**REQUIRED WORK**
Reproduce each of the items below word for word, without any changes.

**THE INPUT**
%%

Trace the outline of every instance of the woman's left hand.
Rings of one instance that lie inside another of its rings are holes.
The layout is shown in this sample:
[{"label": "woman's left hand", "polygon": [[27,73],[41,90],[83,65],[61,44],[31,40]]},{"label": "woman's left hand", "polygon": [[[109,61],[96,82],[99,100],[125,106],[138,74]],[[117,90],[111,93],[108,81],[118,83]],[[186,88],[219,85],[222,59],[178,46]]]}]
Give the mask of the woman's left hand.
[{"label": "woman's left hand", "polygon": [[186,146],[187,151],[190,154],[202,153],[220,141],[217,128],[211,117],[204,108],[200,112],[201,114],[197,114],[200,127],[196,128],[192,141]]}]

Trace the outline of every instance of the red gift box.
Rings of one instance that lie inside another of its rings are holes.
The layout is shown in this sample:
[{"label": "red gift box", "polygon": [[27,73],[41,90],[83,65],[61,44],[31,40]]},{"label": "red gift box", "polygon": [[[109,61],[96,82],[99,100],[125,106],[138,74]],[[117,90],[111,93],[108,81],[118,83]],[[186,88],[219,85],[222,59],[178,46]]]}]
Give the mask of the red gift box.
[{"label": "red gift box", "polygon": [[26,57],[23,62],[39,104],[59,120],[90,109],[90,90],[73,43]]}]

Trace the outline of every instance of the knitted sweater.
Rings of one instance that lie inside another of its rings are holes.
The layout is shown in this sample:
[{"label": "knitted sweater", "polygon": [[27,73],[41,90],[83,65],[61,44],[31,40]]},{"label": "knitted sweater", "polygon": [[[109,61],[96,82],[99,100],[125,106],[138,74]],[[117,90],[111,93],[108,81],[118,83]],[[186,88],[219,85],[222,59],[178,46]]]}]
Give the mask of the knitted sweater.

%%

**THE RESPONSE**
Trace the outline of every instance of the woman's left hand.
Rings of one instance that lie inside another of its rings are holes.
The layout is shown in this sample:
[{"label": "woman's left hand", "polygon": [[27,73],[41,90],[83,65],[61,44],[31,40]]},{"label": "woman's left hand", "polygon": [[[109,61],[96,82],[99,100],[125,106],[138,74]],[[117,90],[111,93],[108,81],[118,83]],[[186,88],[219,85],[222,59],[178,46]]]}]
Give the mask of the woman's left hand.
[{"label": "woman's left hand", "polygon": [[186,146],[187,151],[190,154],[202,153],[220,141],[217,128],[211,117],[204,108],[200,112],[201,114],[197,114],[200,127],[196,128],[192,141]]}]

Trace the outline of every instance of the red gift box.
Rings of one instance that lie inside another of its rings are holes.
The layout is shown in this sample:
[{"label": "red gift box", "polygon": [[27,73],[41,90],[83,65],[61,44],[31,40]]},{"label": "red gift box", "polygon": [[[109,61],[96,82],[99,100],[125,106],[138,74]],[[117,90],[111,93],[108,81],[118,83]],[[186,88],[219,85],[222,59],[178,46]]]}]
Give the mask of the red gift box.
[{"label": "red gift box", "polygon": [[26,57],[23,62],[39,104],[59,120],[90,109],[90,90],[73,43]]}]

Trace the outline of every instance of the knitted sweater.
Rings of one instance that lie inside another of its rings are holes.
The layout is shown in this sample:
[{"label": "knitted sweater", "polygon": [[27,73],[41,90],[83,65],[61,44],[31,40]]},{"label": "knitted sweater", "polygon": [[[109,61],[96,82],[99,100],[125,106],[138,74]],[[117,90],[111,93],[108,81],[118,83]],[[186,88],[219,85],[222,59],[178,46]]]}]
Give the mask of the knitted sweater.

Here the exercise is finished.